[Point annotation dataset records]
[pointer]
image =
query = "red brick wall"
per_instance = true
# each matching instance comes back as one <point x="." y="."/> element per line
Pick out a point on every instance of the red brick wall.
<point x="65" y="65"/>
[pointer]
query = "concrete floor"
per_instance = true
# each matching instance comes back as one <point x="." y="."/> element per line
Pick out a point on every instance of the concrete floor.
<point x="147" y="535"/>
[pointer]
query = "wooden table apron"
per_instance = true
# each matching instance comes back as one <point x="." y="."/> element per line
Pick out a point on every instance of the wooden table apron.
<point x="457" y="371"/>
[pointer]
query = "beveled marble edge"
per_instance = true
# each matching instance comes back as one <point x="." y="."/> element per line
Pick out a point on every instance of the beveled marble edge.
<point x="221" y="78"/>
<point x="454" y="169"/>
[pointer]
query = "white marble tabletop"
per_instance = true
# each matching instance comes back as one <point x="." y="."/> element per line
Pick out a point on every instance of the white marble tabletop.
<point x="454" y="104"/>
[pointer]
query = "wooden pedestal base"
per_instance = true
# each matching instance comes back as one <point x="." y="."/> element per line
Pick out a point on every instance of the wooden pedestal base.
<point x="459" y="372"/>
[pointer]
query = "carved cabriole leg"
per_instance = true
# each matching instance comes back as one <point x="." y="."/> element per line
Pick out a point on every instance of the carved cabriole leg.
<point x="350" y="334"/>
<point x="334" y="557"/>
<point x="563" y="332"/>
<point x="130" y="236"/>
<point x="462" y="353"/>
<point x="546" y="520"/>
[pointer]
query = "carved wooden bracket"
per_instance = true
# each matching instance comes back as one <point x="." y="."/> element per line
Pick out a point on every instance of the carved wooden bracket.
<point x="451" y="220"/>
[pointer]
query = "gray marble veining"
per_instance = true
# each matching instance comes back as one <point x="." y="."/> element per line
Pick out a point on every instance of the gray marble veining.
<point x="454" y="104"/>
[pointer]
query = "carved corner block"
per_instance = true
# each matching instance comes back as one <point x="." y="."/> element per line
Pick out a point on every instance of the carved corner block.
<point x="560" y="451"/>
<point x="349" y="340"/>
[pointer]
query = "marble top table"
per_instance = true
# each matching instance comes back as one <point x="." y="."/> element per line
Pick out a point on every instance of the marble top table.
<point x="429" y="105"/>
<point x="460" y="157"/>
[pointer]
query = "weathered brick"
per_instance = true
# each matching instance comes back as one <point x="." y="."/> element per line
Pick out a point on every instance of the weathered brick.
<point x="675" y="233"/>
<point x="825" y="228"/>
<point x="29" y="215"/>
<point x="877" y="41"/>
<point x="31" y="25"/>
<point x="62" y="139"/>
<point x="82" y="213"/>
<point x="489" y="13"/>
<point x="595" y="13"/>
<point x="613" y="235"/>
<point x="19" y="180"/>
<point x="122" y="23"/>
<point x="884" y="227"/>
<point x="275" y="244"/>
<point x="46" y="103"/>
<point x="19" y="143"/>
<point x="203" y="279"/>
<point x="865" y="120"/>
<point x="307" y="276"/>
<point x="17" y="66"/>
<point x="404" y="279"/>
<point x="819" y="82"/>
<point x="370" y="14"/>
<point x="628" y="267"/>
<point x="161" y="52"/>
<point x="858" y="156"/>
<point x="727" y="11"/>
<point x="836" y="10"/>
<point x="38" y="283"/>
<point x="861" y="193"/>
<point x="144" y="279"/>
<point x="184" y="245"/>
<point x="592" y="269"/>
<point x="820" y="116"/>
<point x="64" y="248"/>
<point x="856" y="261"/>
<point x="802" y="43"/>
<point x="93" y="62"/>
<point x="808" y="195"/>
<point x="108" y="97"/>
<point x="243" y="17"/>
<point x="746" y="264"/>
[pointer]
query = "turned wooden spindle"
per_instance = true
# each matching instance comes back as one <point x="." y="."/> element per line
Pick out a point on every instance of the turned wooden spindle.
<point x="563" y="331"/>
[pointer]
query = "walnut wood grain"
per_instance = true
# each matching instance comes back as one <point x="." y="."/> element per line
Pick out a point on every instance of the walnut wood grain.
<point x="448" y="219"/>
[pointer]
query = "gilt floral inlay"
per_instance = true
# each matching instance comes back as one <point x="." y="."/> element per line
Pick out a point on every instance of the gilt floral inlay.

• **Exercise directions**
Repeat each of the entries above precisely as given.

• **Finished answer**
[pointer]
image =
query = "red brick wall"
per_instance = true
# each matching instance comes back as one <point x="." y="."/> element per line
Pick out a point on every instance of the red brick wall.
<point x="65" y="65"/>
[pointer]
query = "concrete floor"
per_instance = true
# each matching instance comes back as one <point x="." y="."/> element per line
Pick out a point on every instance of the concrete floor.
<point x="147" y="535"/>
[pointer]
query = "wooden table apron"
per_instance = true
# each matching instance comes back as one <point x="." y="."/> element per line
Pick out a point on every instance of the wooden table apron.
<point x="457" y="371"/>
[pointer]
query = "beveled marble edge"
per_instance = true
# each matching instance comes back as one <point x="." y="."/> element per line
Pick out a point on every instance of the beveled marble edge.
<point x="221" y="78"/>
<point x="454" y="169"/>
[pointer]
query = "white marble tabletop"
per_instance = true
# each matching instance comes back as one <point x="." y="."/> element per line
Pick out a point on every instance of the white marble tabletop.
<point x="454" y="104"/>
[pointer]
query = "wooden pedestal base"
per_instance = true
# each matching instance comes back as one <point x="." y="."/> element per line
Pick out a point on every instance of the wooden pedestal base.
<point x="459" y="372"/>
[pointer]
query = "carved cabriole leg"
per_instance = true
# each matching instance comes back as one <point x="." y="."/> element per line
Pick out a point on every instance of the carved cabriole leg.
<point x="350" y="334"/>
<point x="334" y="557"/>
<point x="563" y="332"/>
<point x="130" y="236"/>
<point x="462" y="353"/>
<point x="546" y="520"/>
[pointer]
query = "carved wooden bracket"
per_instance = true
# each matching instance comes back as one <point x="." y="."/> element per line
Pick out a point on every instance of the carved wooden bracket.
<point x="451" y="220"/>
[pointer]
query = "gray marble veining"
per_instance = true
# each matching instance comes back as one <point x="." y="."/> element per line
Pick out a point on every instance of the gray marble veining.
<point x="454" y="104"/>
[pointer]
query = "carved corner block"
per_instance = true
# each matching instance comes back as one <point x="." y="."/> element per line
Pick out a point on every instance of the carved corner block.
<point x="560" y="451"/>
<point x="349" y="340"/>
[pointer]
query = "marble top table"
per_instance = true
# each matching instance comes back as one <point x="." y="."/> element per line
Pick out a point on every instance of the marble top table.
<point x="429" y="105"/>
<point x="460" y="157"/>
[pointer]
query = "weathered brick"
per_instance = true
# each matching instance comes back as one <point x="." y="."/> element per line
Pick out a point on every instance of the weathered brick.
<point x="675" y="233"/>
<point x="825" y="228"/>
<point x="29" y="215"/>
<point x="877" y="41"/>
<point x="31" y="25"/>
<point x="62" y="139"/>
<point x="82" y="213"/>
<point x="489" y="13"/>
<point x="595" y="13"/>
<point x="613" y="235"/>
<point x="19" y="180"/>
<point x="122" y="23"/>
<point x="884" y="227"/>
<point x="275" y="244"/>
<point x="46" y="103"/>
<point x="19" y="143"/>
<point x="203" y="279"/>
<point x="865" y="120"/>
<point x="307" y="276"/>
<point x="17" y="66"/>
<point x="404" y="279"/>
<point x="819" y="82"/>
<point x="370" y="14"/>
<point x="628" y="267"/>
<point x="161" y="52"/>
<point x="858" y="156"/>
<point x="727" y="11"/>
<point x="836" y="10"/>
<point x="38" y="283"/>
<point x="861" y="193"/>
<point x="144" y="279"/>
<point x="184" y="245"/>
<point x="592" y="269"/>
<point x="820" y="116"/>
<point x="64" y="248"/>
<point x="856" y="261"/>
<point x="802" y="43"/>
<point x="93" y="62"/>
<point x="808" y="195"/>
<point x="108" y="97"/>
<point x="243" y="17"/>
<point x="746" y="264"/>
[pointer]
query = "turned wooden spindle"
per_instance = true
# each matching instance comes back as one <point x="." y="."/> element per line
Pick out a point on every instance of the turned wooden spindle.
<point x="563" y="331"/>
[pointer]
query = "walnut wood grain"
per_instance = true
# each matching instance comes back as one <point x="." y="."/> element per line
Pick out a point on every instance of the walnut wood grain.
<point x="448" y="219"/>
[pointer]
query = "gilt floral inlay"
per_instance = true
# each matching instance comes back as one <point x="." y="."/> element per line
Pick out a point on every instance of the gilt floral inlay.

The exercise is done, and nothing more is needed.